→ **作業の指示**:
1 – 本文を読み、次の問いに答えなさい。
(a) ご主人の家には、アンティーク人形が約何体飾られているか。
(b) ご主人が新しい人形を買ってきたのは、どこへの出張から戻った時か。
(c) 今回買ってきた人形と前に買った人形とでは、人形を作った何が違っていたか。
2 – 本文のうち「しばらくして、ご主人が、「もういいだろう。」と言うと、」から「娘に「はい。じゃあ、これをミクにあげようね。」と言って差し出した。」までの部分を、「ケース」を「棚」に置き換えて書き直しなさい。

→ **本文**:
* * * * *
彼女のご主人は、貿易の仕事をなさっていて、
ヨーロッパをはじめ、東南アジア、北米を行き来しており、
毎月どこかの国に出張なさっているという。
そんなご主人は、アンティークの人形を集める趣味があるという。
だから家には、約20体を超えるアンティーク人形が飾られているそうである。
20体と言うと少ない様にみえるが、より良い人形が手に入ると、
前の人形はオークションで売ってしまい、良い人形と入れ替えるのだという。
問題の兆候は、約1年前に起きたという。ご主人が、アメリカ出張から戻った時、
また1つ、アンティーク人形を買ってきたのである。
ご主人は出張の疲れも忘れた様に、帰宅するとさっそく
買ってきたアンティーク人形を旅行カバンから出して眺めた。
すると、もう寝ていたはずの娘さんが起きて来たという。「お父さん、お帰りなさい。」
そして、しばらくご主人が眺めていた人形を遠目に見ていたのだが、
段々と近づいて来て、そっとその人形に触ったという。「抱いてもいい?」
今までは、ご主人が人形を買って来ても、
まったく興味を示さなかった娘が、初めて人形に興味を持ったという。
ご主人も自分の趣味が初めて娘に認められた様な気がして、
「ああ、いいよ。」と人形を娘に渡した。娘さんは人形を受け取ると、
まるで赤ちゃんを扱う様にして、両手で大事に持ち、
頭を撫でてから、抱きしめたという。
しばらくして、ご主人が、「もういいだろう。」と言うと、
娘さんは、「もうちょっと。」と言ってなかなか離さないという。
20分も経った頃だろうか、ご主人が、お父さんにも見せてと言って、
人形をとりあげようとすると、
急に娘さんが、「これミクに、ちょうだい。」と言い出したのである。
こんなに娘がご主人の人形に興味を示したのは初めてだった。しかも欲しいという。
そこで、ご主人はこの人形と入れ替えるはずだった前に買った同じ種類の人形を、
飾ってあるケースから出して来て、
娘に「はい。じゃあ、これをミクにあげようね。」と言って差し出した。
しかし、娘さんは、「こっちの方がいい。」と言って買ってきた人形を離さない。
同じ種類の人形で大きさもほぼ同じ、
若干今回買ってきた人形の方が古い時代に作られたもので、
人形を作ったメーカーが違うという物だったという。
価値としては、今回買ってきた方が、今まで飾ってあった人形よりも高い人形だった。
ご主人もやっと探して来た人形だけに前の物ならあげられるが、こっちは勘弁して欲しいと、
奥さんにも頼み、娘を説得してもらったが、
それでも娘さんは、頑として新しく買ってきた人形がいいと、泣きだしたという。
これはに2人とも困ってしまい、とりあえずその夜は娘さんに人形を預ける事にした。
* * * * *
空間注釈の記録:
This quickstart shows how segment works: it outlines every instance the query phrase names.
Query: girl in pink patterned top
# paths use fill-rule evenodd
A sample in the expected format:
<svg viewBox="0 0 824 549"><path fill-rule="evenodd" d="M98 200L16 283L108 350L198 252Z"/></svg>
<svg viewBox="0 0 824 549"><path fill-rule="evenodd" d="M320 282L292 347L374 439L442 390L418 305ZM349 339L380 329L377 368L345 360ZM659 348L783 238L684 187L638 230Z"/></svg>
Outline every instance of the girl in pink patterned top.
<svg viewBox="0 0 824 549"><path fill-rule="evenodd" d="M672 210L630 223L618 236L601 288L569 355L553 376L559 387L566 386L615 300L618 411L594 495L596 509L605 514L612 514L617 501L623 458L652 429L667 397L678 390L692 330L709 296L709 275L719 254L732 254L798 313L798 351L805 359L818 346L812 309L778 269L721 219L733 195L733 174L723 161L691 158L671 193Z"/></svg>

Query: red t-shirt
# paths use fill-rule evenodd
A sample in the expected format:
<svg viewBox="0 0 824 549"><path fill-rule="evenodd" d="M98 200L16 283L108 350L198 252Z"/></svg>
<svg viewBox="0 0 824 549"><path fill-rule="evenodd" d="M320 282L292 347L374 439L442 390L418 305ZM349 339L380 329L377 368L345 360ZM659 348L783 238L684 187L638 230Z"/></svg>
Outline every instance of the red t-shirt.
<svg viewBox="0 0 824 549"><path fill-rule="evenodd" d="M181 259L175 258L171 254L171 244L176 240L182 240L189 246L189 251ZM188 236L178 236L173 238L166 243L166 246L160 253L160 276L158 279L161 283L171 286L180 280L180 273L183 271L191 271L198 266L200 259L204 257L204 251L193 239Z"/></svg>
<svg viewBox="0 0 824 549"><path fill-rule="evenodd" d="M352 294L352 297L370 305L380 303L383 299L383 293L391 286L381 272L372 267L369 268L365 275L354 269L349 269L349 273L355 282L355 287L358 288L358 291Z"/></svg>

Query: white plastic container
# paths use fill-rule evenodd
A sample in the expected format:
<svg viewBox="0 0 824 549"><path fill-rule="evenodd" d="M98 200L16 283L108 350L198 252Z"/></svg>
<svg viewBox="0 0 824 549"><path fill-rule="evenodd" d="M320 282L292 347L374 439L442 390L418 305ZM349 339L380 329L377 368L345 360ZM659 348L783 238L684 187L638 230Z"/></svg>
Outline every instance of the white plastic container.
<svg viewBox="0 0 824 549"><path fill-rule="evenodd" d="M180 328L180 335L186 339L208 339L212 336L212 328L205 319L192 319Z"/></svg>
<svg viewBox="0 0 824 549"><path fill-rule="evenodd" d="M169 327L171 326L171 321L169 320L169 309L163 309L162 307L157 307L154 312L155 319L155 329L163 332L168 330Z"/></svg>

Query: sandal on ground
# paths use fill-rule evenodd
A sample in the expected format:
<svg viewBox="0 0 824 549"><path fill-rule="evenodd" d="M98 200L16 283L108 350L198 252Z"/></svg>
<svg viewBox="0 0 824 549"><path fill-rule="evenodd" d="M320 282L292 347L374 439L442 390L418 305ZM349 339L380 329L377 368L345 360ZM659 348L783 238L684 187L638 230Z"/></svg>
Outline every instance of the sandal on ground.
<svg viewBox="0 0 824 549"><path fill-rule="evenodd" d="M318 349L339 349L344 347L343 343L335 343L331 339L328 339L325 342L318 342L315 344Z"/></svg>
* * * * *
→ **解答**:
1 –
(a) 約20体を超える。
(b) アメリカ。
(c) メーカー。

2 –
しばらくして、ご主人が、「もういいだろう。」と言うと、
娘さんは、「もうちょっと。」と言ってなかなか離さないという。
20分も経った頃だろうか、ご主人が、お父さんにも見せてと言って、
人形をとりあげようとすると、
急に娘さんが、「これミクに、ちょうだい。」と言い出したのである。
こんなに娘がご主人の人形に興味を示したのは初めてだった。しかも欲しいという。
そこで、ご主人はこの人形と入れ替えるはずだった前に買った同じ種類の人形を、
飾ってある棚から出して来て、
娘に「はい。じゃあ、これをミクにあげようね。」と言って差し出した。